WHAT TO PRODUCE
From the article on prostitution in Tibet, quote the passage starting at "Local officials, however, deny" and ending at "of municipal council.".
***** QUOTED TEXT
But slowly the 19-year-old high school drop-out from central China realised there was very little other employment available for a young woman with no marketable skills.

“I regret skipping out of school, but there’s nothing I can do about that now,” said the fragile-looking native of Hunan province.

Mostly unacknowledged by Chinese authorities, prostitution has become a huge business employing thousands, if not tens of thousands, in Tibet.

The Himalayan territory is struggling to maintain its traditions in the face of massive migration from China.

Chinese troops invaded the Himalayan Buddhist country in 1950, a move which forced Tibet’s spiritual leader the Dalai Lama into exile a few years later. Tibet is now administered as an “autonomous region” of China.

The majority of prostitutes are women arriving from other parts of China, but ethnic Tibetans also account for a growing proportion, observers of Tibet say.

The influx has changed Tibet’s urban environment beyond recognition.

In Shigatse, the region’s second-largest city with a population of more than 80,000, the downtown appears to be one sprawling brothel district.

It is a condition that becomes evident at night when pink lights are illuminated every few metres to mark a location where sex is for sale.

Unaccompanied males are likely to be the object of attention from cheerful women sitting inside beauty salons and foot massage parlours that double as brothels. Other sex workers pass by on rickshaws.

Local officials, however, deny noticing any disturbances to public morality.

“There’s no prostitution in Shigatse,” said Panba Tsering, local vice director of the people’s congress, a type of municipal council.

“The shops you see are part of the service industry, and they make money by washing people’s feet or hair,” he said.

But sex workers suggest prostitution is so widespread in Shigatse that a growing number of them have been forced out by toughening competition.

“I’ve been trying to run this business for two years, but it’s hard to make a living,” said Cheng Li, 26, the owner of what is ostensibly a beauty parlour.

“There are too many in the business,” she said, explaining her plans to leave Tibet. She arrived in the region as a teenager with her father, an officer in the People’s Liberation Army.
**********
***** LISTED RECORDS
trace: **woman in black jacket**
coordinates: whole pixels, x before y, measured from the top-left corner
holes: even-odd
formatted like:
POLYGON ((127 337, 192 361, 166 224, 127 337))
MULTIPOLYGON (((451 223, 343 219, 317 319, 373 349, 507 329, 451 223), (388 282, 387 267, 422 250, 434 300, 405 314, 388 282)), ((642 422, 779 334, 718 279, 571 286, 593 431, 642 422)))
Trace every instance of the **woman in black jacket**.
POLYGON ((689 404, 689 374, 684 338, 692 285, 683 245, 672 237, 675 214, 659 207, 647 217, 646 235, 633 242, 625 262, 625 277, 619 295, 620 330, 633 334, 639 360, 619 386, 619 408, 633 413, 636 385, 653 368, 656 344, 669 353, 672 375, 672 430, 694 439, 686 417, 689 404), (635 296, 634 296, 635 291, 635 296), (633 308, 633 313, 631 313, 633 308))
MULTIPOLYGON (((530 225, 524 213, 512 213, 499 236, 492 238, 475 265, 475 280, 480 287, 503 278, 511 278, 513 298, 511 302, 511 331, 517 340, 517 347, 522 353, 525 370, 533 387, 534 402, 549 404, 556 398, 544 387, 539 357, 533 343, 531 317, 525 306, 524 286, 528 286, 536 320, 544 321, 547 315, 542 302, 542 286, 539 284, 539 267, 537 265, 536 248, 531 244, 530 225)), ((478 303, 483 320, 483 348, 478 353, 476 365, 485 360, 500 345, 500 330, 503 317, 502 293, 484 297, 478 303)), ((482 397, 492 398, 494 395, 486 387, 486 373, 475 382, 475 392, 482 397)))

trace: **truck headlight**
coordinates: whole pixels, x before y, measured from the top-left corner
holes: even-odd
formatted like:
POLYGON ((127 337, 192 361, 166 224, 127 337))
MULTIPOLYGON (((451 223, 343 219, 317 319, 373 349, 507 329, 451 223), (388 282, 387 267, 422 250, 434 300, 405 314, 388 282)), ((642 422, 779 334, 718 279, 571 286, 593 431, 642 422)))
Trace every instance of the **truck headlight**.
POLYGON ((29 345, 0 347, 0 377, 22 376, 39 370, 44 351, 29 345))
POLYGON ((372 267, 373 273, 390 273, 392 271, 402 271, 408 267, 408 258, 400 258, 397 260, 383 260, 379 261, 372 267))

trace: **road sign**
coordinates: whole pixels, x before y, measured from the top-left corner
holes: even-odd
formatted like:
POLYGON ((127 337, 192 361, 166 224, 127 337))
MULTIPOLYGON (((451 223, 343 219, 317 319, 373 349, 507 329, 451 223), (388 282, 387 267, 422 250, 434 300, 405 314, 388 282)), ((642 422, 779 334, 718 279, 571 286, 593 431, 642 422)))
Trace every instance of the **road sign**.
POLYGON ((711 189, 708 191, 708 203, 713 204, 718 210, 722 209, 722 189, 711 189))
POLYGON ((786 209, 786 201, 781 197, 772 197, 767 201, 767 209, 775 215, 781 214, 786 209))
**********
FINAL RESULT
Local officials, however, deny noticing any disturbances to public morality.

“There’s no prostitution in Shigatse,” said Panba Tsering, local vice director of the people’s congress, a type of municipal council.